### PASSAGE GIVEN
= = = =
[PATCH] D50433: A New Divergence Analysis for LLVM

Fri Aug 10 05:34:38 PDT 2018

simoll added a comment.

In https://reviews.llvm.org/D50433#1195085, @alex-t wrote:

> Yes, my approach requires pre-computation of post-dominance sets. Nevertheless, no predecessor walk is necessary. I compute the PDT sets using Cooper's "2 fingers" algorithm that uses linear walk of the post-dominator tree.
>  Given that the post-dominator tree is already used by the previous passes and has been constructed before the overhead is relatively small.

Ok. You still materialize the PDT sets per join point even before you know if any branch is divergent. I agree that the pre-processing cost should be negligible in the big picture. Btw, i suspect you technique could be made lazy as well.

> In fact I don't use non-filtered PDT as well. I should have describe the algorithm in more details.
>  I really use the set difference between the value source block and PHIs parent block.
> Namely:
> 
> additional "operands" set is computed as the join
> 
> for each PHI incoming value we consider the value source block post-dominance frontier. We take from it only blocks that are NOT in the post-dominance frontier of the join (PHIs) block.
>  That is the way to exclude those divergent branches that are common between the value source block and the join block.
> 
> The result set is the JOIN of the all input values difference sets.
= = = =
### RECORDED DATA
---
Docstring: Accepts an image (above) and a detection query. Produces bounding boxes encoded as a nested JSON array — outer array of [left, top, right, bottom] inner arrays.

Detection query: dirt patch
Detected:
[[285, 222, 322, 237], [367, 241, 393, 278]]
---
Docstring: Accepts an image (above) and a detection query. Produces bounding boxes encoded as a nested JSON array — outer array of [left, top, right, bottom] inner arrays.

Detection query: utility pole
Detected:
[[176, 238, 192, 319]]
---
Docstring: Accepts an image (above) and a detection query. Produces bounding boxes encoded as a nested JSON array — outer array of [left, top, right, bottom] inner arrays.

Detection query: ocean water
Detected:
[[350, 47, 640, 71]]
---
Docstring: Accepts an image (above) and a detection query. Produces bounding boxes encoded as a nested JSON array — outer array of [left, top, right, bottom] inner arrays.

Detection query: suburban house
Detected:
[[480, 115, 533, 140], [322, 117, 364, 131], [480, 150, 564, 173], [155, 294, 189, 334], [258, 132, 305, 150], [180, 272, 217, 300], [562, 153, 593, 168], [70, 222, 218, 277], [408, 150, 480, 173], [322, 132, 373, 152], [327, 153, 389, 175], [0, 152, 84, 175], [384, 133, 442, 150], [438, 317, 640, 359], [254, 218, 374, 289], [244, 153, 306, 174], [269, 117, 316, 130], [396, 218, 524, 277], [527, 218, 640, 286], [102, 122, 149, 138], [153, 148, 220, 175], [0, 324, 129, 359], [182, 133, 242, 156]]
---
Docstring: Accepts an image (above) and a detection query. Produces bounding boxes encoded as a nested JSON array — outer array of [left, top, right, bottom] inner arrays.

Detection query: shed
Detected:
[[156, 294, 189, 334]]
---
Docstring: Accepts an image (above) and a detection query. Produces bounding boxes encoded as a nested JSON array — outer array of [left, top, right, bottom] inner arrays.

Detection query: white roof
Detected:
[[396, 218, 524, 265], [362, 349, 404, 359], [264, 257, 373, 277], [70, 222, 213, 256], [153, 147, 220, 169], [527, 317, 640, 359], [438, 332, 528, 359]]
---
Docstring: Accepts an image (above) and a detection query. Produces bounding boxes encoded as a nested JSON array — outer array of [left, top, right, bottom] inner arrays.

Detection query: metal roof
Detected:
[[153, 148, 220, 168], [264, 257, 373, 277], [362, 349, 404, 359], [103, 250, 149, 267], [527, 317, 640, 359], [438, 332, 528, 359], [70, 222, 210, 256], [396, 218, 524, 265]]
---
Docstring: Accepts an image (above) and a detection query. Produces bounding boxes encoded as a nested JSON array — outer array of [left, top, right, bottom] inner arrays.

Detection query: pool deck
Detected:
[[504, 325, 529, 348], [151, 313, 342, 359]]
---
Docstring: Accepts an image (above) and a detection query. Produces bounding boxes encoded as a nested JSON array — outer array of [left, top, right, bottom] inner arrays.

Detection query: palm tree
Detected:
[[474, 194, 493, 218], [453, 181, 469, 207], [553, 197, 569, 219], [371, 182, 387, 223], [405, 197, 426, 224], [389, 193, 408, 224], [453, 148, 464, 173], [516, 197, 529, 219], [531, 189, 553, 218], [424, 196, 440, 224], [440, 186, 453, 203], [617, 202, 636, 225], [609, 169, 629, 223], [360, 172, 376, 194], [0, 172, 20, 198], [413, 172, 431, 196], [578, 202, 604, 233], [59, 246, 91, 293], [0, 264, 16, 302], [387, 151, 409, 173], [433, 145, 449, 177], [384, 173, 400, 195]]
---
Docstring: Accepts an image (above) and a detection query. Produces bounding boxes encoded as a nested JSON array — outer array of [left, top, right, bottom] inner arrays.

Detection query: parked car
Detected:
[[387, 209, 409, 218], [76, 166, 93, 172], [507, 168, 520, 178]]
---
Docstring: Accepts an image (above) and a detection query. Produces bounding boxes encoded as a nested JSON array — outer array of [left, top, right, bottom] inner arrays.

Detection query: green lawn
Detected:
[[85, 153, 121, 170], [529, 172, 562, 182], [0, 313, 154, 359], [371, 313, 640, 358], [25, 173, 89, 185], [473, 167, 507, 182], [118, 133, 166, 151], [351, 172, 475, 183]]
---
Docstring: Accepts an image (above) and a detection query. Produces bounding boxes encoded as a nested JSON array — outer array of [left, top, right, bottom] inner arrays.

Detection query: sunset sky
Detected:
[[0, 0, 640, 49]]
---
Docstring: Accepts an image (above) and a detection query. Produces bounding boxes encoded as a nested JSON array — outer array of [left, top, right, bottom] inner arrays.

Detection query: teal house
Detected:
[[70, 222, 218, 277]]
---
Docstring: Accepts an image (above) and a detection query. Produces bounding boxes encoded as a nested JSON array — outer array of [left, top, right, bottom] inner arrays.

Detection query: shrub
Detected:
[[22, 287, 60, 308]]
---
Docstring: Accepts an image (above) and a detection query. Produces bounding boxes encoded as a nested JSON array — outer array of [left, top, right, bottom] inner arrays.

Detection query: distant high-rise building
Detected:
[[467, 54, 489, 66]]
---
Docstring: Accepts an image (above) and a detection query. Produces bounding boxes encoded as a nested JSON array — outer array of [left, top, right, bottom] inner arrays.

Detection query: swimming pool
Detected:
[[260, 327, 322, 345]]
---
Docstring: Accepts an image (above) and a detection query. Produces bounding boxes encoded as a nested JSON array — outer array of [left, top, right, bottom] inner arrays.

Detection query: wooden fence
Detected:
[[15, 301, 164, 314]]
= = = =
### WHAT TO DO
**1.** In the divergence analysis thread, why is the overhead of pre-computing the post-dominance sets described as relatively small? Answer in one to three sentences.
**2.** Swap "utility pole" for "lamp post" in the entries, from the start of the entries through the line that contains "[[176, 238, 192, 319]]", and reproduce only those lines with nothing else altered.

### TASK-BY-TASK SOLUTIONS
**1.** The overhead is relatively small because the post-dominator tree is already used by the previous passes and has been constructed before. The sets are computed with a linear walk of that existing tree, using Cooper's "2 fingers" algorithm.

**2.**
---
Docstring: Accepts an image (above) and a detection query. Produces bounding boxes encoded as a nested JSON array — outer array of [left, top, right, bottom] inner arrays.

Detection query: dirt patch
Detected:
[[285, 222, 322, 237], [367, 241, 393, 278]]
---
Docstring: Accepts an image (above) and a detection query. Produces bounding boxes encoded as a nested JSON array — outer array of [left, top, right, bottom] inner arrays.

Detection query: lamp post
Detected:
[[176, 238, 192, 319]]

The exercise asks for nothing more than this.